* Written instruction *
Recast all of the data below as a Markdown table with columns named No. and Text, one numbered row per line and no rows for blank lines. Leave the pictures out.

* Excerpted records *
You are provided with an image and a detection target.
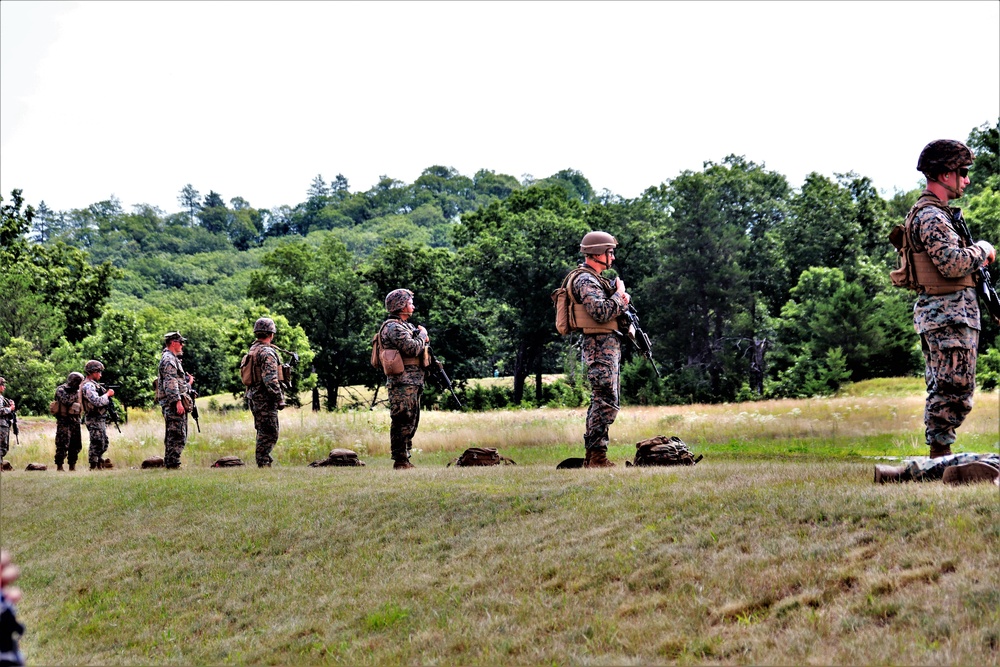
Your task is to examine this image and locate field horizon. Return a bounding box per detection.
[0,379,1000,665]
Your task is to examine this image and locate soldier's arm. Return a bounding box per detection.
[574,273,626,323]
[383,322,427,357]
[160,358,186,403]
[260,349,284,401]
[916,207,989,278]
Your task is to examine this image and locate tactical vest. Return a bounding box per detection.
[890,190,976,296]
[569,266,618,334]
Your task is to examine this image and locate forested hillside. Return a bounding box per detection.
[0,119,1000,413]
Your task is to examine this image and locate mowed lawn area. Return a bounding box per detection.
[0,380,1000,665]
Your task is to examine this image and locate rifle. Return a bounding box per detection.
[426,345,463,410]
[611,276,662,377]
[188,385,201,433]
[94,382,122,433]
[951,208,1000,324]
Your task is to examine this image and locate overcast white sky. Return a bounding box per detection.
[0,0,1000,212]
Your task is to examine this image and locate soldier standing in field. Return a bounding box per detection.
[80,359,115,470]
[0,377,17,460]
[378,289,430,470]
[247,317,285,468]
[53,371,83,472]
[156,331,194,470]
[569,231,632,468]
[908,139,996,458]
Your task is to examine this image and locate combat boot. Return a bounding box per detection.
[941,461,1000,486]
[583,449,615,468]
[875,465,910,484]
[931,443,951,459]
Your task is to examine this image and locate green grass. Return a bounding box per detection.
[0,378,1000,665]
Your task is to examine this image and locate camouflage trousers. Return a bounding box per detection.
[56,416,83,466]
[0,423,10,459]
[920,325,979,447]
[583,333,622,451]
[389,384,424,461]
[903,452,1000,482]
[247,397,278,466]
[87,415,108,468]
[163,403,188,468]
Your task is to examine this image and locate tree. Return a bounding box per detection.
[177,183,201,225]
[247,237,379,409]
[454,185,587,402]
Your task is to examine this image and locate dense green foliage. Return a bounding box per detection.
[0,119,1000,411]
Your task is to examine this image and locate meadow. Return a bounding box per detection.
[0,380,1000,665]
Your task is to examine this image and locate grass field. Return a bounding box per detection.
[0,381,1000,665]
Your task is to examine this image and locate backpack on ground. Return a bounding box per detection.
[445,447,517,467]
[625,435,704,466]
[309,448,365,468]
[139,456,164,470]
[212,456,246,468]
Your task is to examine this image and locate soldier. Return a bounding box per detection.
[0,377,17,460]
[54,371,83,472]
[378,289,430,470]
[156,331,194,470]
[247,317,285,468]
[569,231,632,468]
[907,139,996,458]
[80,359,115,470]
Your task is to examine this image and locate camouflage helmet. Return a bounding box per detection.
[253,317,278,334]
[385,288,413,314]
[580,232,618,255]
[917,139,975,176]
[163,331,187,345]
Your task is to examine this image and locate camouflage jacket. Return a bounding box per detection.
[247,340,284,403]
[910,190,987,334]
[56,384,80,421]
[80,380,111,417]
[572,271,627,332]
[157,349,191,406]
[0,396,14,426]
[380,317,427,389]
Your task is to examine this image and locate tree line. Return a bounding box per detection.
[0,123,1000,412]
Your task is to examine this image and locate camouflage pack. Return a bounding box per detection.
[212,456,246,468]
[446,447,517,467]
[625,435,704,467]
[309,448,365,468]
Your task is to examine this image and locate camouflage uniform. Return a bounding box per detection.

* Problem solution *
| No. | Text |
|---|---|
| 1 | You are provided with an image and a detection target. |
| 2 | Your task is to examine this image and locate field horizon. Return a bounding box per detection. |
| 3 | [0,379,1000,665] |
| 4 | Your task is to examine this image and locate soldier's arm. Return a bounding box per detection. |
| 5 | [574,273,626,323] |
| 6 | [383,322,427,357] |
| 7 | [160,358,186,403] |
| 8 | [260,349,284,401] |
| 9 | [916,207,989,278] |
| 10 | Your task is to examine this image and locate tactical vest. Return a bounding box per detection. |
| 11 | [890,190,976,296] |
| 12 | [569,266,618,334] |
| 13 | Your task is to examine this image and locate forested hillside. Return a bounding box per detection. |
| 14 | [0,119,1000,413] |
| 15 | Your task is to examine this image and locate mowed lawn area. Return a bounding box per detection. |
| 16 | [0,380,1000,665] |
| 17 | Your task is to examine this image and locate rifle. Return a bounding box per detection. |
| 18 | [426,345,463,410] |
| 19 | [611,276,662,377] |
| 20 | [188,385,201,433] |
| 21 | [94,382,122,433] |
| 22 | [951,208,1000,324] |
| 23 | Your task is to examine this image and locate overcast white sky. Return a bounding box per detection. |
| 24 | [0,0,1000,212] |
| 25 | Your task is to examine this image and locate soldier standing in field. Return a bounding box per detection. |
| 26 | [80,359,115,470] |
| 27 | [0,377,17,460] |
| 28 | [378,289,430,470] |
| 29 | [247,317,285,468] |
| 30 | [53,371,83,472] |
| 31 | [156,331,194,470] |
| 32 | [569,231,632,468] |
| 33 | [908,139,996,458] |
| 34 | Your task is to examine this image and locate combat boot. Return a bounding box per detection. |
| 35 | [941,461,1000,486] |
| 36 | [583,449,615,468] |
| 37 | [875,465,910,484] |
| 38 | [931,443,951,459] |
| 39 | Your task is to examine this image and locate green grass. Return a bounding box per detection. |
| 40 | [0,378,1000,665] |
| 41 | Your task is to examine this image and locate camouflage trousers. Return a bounding box per detection. |
| 42 | [56,416,83,466] |
| 43 | [0,423,10,459] |
| 44 | [920,325,979,447] |
| 45 | [583,333,622,451] |
| 46 | [389,384,424,461] |
| 47 | [903,452,1000,482] |
| 48 | [247,397,278,466] |
| 49 | [87,415,108,468] |
| 50 | [163,403,188,468] |
| 51 | Your task is to examine this image and locate tree. Return a bounding box per detection. |
| 52 | [177,183,201,225] |
| 53 | [247,237,379,409] |
| 54 | [454,185,587,402] |
| 55 | Your task is to examine this image and locate dense green foliage. Return a bounding box per detection. |
| 56 | [0,119,1000,411] |
| 57 | Your task is to examine this image and locate meadow. Return a bounding box per detection. |
| 58 | [0,380,1000,665] |
| 59 | Your task is to examine this image and locate grass field. Return a bounding box per detection. |
| 60 | [0,381,1000,665] |
| 61 | Your task is to examine this image and locate backpack on ground. Return a bounding box per detection. |
| 62 | [445,447,517,467] |
| 63 | [625,435,704,466] |
| 64 | [309,448,365,468] |
| 65 | [139,456,164,470] |
| 66 | [212,456,246,468] |
| 67 | Your task is to examine this image and locate soldier. Return a bounding box per detection. |
| 68 | [0,377,17,460] |
| 69 | [54,371,83,472] |
| 70 | [378,289,430,470] |
| 71 | [156,331,194,470] |
| 72 | [247,317,285,468] |
| 73 | [569,231,632,468] |
| 74 | [907,139,996,458] |
| 75 | [80,359,115,470] |
| 76 | Your task is to examine this image and locate camouflage helmet. Return a bounding box per detection. |
| 77 | [253,317,278,334] |
| 78 | [385,288,413,314] |
| 79 | [580,232,618,255] |
| 80 | [917,139,975,176] |
| 81 | [163,331,187,345] |
| 82 | Your task is to examine this image and locate camouflage jacket. Return a bounding box per detection. |
| 83 | [247,340,284,403] |
| 84 | [910,190,987,334] |
| 85 | [56,384,80,421] |
| 86 | [80,380,111,417] |
| 87 | [572,271,627,332] |
| 88 | [157,349,191,406] |
| 89 | [0,396,14,426] |
| 90 | [380,317,427,389] |
| 91 | Your task is to examine this image and locate tree line. Return a bounding box per detection. |
| 92 | [0,123,1000,412] |
| 93 | Your task is to examine this image and locate camouflage pack. Return a bounding box per detection. |
| 94 | [212,456,246,468] |
| 95 | [446,447,517,467] |
| 96 | [625,435,704,467] |
| 97 | [309,448,365,468] |
| 98 | Your task is to examine this image and locate camouflage uniform. Return a bounding box per detection. |